Petitioner's main argument is that the whole scheme of the
statute is invalid; that Congress had no constitutional authority
to create the Home Owners' Loan Corporation -- to provide for the
conduct of a business enterprise of that character. There is no
occasion to consider this broad question, as petitioner is not
entitled to raise it. When one undertakes to cheat the Government
or to mislead its officers or those acting under its authority by
false statements, he has no standing to assert that the operations
of the Government in which the effort to cheat or mislead is made
are without constitutional sanction.
We recently dealt with a similar contention that the false
claims statute, Criminal Code, § 35, as amended, did not apply
to a conspiracy to cheat the United States by false representations
in connection with operations under a statute which this Court
found to be unconstitutional. We said that such a construction was
inadmissible.
"It might as well be said that one could embezzle moneys in the
United States Treasury with impunity if it turns out that they were
collected in the course of invalid transactions. . . . Congress was
entitled to protect the government against those who would swindle
it regardless of questions of constitutional authority as to the
operations that the government is conducting. Such questions cannot
be raised by those who make false claims
Page 303 U. S. 7
against the government."
United States v. Kapp, 302 U.
S. 214;
Madden v. United States, 80 F.2d 672.
While the instant case is not one of conspiracy to obtain money
from the United States, but one of false statements designed to
mislead those acting under authority of the Government, the
principle involved is the same. Apart from any question of the
validity of the other provisions of the Home Owners' Loan Act,
Congress was entitled to secure protection against false and
misleading representations while the act was being administered,
and the separability provision of the act, § 9, is clearly
applicable.
Utah Power Co. v. Pfost, 286 U.
S. 165,
286 U. S.
184.
There is the further argument that the provision of § 8(a),
separately considered, offends the due process clause as being
vague and uncertain. We find no merit in that contention. The
statute defining the crime is sufficiently explicit.
Second. -- As to the counts under § 8(e).

=== EXERCISE OBJECTIVE ===
According to the court opinion excerpt, what constitutional authority did the petitioner claim Congress lacked? The data has no role here.

=== GIVEN MATERIAL ===
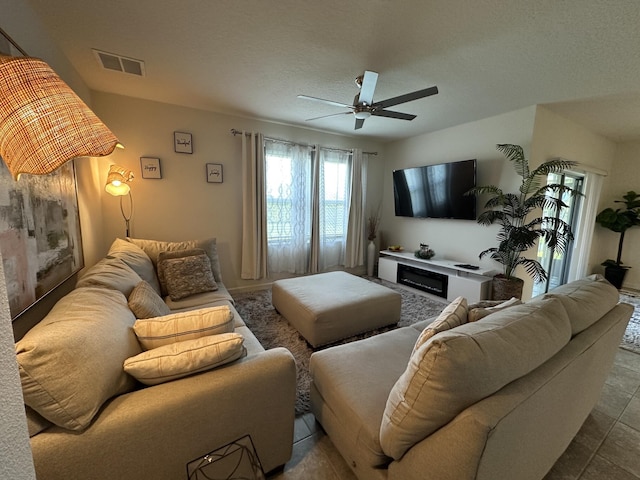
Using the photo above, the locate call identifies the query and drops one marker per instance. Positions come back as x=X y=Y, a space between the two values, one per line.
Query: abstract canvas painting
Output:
x=40 y=236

=== TASK SOLUTION ===
The authority to create the Home Owners' Loan Corporation and to provide for the conduct of a business enterprise of that character.